Your task — Starting with the line that contains "of the paving", reproduce each line through the end of the entries exactly as written.

(Records of labeled points)

==================================================

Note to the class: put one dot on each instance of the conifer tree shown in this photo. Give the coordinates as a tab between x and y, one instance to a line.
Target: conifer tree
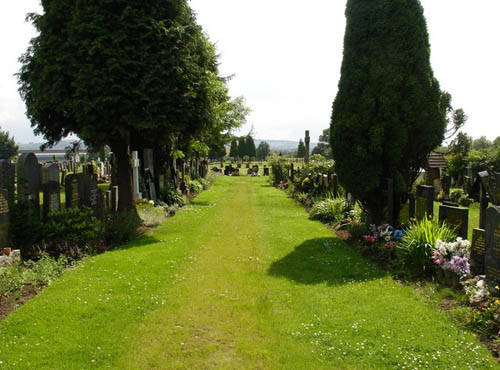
388	113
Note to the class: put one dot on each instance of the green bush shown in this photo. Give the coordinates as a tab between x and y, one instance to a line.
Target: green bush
416	248
37	274
172	197
121	228
25	229
71	231
194	187
331	210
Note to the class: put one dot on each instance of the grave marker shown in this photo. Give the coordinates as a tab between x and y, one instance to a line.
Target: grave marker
457	218
424	201
28	180
492	246
4	218
477	251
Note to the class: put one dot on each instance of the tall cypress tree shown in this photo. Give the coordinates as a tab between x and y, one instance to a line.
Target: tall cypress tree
233	151
387	116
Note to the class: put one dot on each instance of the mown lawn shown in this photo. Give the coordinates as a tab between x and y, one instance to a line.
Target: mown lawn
241	279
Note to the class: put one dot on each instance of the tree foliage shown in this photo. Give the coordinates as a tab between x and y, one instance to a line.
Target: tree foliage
388	114
8	147
263	151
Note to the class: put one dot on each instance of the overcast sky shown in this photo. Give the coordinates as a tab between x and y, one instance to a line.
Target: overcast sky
286	57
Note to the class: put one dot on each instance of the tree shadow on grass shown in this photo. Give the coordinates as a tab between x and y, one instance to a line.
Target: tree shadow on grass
324	260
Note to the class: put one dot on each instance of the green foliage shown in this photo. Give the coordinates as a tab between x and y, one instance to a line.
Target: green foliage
388	114
8	147
70	228
25	229
263	151
121	228
331	210
172	197
37	274
416	248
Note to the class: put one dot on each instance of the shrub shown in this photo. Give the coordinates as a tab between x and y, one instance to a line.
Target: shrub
25	229
121	228
331	210
71	232
172	197
37	274
417	246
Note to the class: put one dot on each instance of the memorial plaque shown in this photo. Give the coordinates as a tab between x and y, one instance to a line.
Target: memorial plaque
425	201
7	178
492	247
456	218
4	218
72	191
51	198
28	180
478	251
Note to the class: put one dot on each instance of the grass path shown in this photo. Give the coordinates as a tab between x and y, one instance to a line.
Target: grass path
241	279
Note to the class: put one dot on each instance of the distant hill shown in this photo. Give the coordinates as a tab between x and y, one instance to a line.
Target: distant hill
282	145
36	146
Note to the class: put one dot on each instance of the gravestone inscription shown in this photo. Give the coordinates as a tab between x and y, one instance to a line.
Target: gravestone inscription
28	180
424	201
455	217
492	249
4	218
477	251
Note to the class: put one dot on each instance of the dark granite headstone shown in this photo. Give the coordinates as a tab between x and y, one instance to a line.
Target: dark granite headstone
7	178
89	192
72	190
4	218
51	198
28	180
492	250
457	218
424	201
477	251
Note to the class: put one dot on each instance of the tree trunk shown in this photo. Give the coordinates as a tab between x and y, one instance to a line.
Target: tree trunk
121	150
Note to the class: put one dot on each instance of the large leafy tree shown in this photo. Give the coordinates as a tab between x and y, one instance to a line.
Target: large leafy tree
388	114
8	147
113	70
263	151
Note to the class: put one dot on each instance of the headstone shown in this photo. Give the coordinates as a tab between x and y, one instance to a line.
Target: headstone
477	251
7	178
89	192
148	160
28	180
4	218
307	142
72	190
390	201
411	205
425	201
457	218
51	198
114	199
492	248
135	175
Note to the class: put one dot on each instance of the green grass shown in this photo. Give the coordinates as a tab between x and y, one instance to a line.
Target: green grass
240	279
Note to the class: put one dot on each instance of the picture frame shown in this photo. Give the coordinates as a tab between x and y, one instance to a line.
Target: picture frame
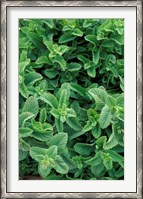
4	101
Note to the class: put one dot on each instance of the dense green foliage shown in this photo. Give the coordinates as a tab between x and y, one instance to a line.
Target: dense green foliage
71	100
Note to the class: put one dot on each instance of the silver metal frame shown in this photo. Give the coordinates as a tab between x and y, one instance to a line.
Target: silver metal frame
4	5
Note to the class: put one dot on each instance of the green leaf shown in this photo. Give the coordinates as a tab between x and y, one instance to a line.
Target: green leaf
119	172
49	45
31	105
99	95
70	112
108	163
51	73
59	125
36	40
105	117
95	55
43	115
43	169
74	123
23	145
111	101
91	71
83	149
108	44
42	60
49	99
119	39
42	136
101	141
25	132
97	170
61	167
38	153
78	161
96	131
77	32
23	155
116	157
91	38
112	142
61	61
95	160
66	37
23	117
23	90
77	88
59	139
49	23
73	66
32	77
63	49
64	97
88	126
66	158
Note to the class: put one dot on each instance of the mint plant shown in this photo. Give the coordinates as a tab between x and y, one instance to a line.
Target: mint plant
71	99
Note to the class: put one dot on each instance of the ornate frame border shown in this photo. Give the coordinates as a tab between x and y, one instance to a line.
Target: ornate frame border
3	75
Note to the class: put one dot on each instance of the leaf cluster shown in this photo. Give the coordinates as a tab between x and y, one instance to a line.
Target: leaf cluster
71	98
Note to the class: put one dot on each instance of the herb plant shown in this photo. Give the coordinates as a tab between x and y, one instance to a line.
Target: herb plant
71	98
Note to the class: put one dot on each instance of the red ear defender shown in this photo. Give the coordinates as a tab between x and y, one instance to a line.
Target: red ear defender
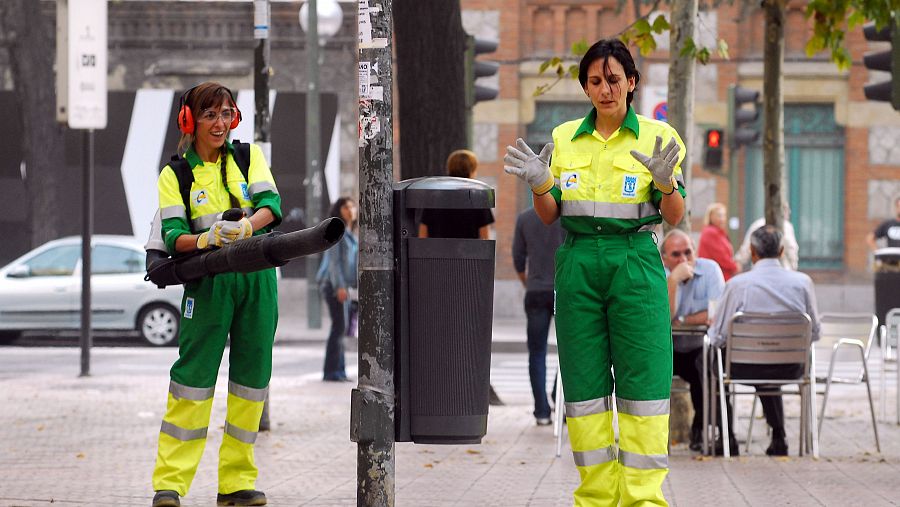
235	120
185	119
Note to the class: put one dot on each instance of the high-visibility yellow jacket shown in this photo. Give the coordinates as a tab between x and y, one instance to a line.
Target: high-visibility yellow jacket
600	187
209	197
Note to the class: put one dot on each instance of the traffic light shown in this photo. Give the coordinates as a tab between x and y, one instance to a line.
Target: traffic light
712	155
887	60
476	69
742	128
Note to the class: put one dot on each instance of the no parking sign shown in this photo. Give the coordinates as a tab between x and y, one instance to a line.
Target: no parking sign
655	102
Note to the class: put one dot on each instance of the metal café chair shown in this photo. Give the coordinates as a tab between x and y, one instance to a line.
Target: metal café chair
763	339
845	339
890	332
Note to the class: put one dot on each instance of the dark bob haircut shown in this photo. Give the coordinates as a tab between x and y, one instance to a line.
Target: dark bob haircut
603	49
766	241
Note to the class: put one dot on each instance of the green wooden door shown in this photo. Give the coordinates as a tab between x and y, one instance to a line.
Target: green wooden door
814	168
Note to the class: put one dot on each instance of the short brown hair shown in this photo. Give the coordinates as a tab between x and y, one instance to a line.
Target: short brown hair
462	164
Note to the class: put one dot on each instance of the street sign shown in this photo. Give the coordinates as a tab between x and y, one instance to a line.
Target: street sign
87	68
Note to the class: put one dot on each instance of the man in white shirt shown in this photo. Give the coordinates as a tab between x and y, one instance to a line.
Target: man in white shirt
767	288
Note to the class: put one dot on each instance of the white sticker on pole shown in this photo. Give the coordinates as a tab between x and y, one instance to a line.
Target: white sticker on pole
261	18
87	64
365	23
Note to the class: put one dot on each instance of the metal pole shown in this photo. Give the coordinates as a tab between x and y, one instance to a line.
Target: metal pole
87	226
733	181
262	119
313	171
372	404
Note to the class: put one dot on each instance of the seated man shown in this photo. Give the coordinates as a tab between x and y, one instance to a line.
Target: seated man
767	288
692	283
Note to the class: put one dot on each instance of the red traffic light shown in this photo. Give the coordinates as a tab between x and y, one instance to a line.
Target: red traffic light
713	138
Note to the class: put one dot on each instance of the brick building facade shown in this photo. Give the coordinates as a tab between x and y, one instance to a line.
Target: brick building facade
841	151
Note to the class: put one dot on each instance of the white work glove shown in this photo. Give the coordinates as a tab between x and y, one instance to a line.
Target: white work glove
533	169
661	164
241	229
224	232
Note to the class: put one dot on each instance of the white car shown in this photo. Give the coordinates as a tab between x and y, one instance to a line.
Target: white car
42	291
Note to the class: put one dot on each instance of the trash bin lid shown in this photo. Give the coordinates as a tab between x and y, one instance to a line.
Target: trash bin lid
446	192
891	254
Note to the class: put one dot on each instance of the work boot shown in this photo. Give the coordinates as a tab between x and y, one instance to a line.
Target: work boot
166	498
733	446
494	399
242	497
778	447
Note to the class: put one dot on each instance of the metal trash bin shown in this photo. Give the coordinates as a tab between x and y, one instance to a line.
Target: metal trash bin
443	314
887	281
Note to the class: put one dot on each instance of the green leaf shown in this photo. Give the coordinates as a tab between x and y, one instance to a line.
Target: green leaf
660	24
814	45
646	44
641	27
722	48
689	48
703	55
856	19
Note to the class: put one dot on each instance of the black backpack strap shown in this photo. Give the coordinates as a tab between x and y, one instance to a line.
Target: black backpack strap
242	158
185	175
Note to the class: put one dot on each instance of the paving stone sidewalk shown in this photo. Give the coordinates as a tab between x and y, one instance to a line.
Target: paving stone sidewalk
91	441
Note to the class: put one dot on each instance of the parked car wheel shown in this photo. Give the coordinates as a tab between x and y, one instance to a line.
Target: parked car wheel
158	325
9	336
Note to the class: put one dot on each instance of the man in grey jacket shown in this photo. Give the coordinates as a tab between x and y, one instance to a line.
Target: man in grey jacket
767	288
534	248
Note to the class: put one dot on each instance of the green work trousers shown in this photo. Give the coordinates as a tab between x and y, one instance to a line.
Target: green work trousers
244	307
614	336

==================================================

Answer for the task —
Note to the class: put one dot on each instance of the paving stone sidewalk shown in this photo. Give the coordinates as a tab between x and y, one instance to a line.
Target: paving stone sidewalk
91	441
Note to the class: put one dot on each instance of the parked car wheel shown in this photo. Give the coordinates as a tab between x and y, one instance to a line.
Target: parked car wheel
158	325
9	336
Note to the class: put one dot on each instance of the man in grey jacket shown in this photo. Give the coordinates as a tab between x and y, one instance to a line.
Target: man in grey jacket
767	288
534	248
Note to the class: put one dot on each instance of the green work trousers shown in this photo. Give the coordinates as a tab between x and y, one instance to a line.
Target: green work trousers
244	307
614	336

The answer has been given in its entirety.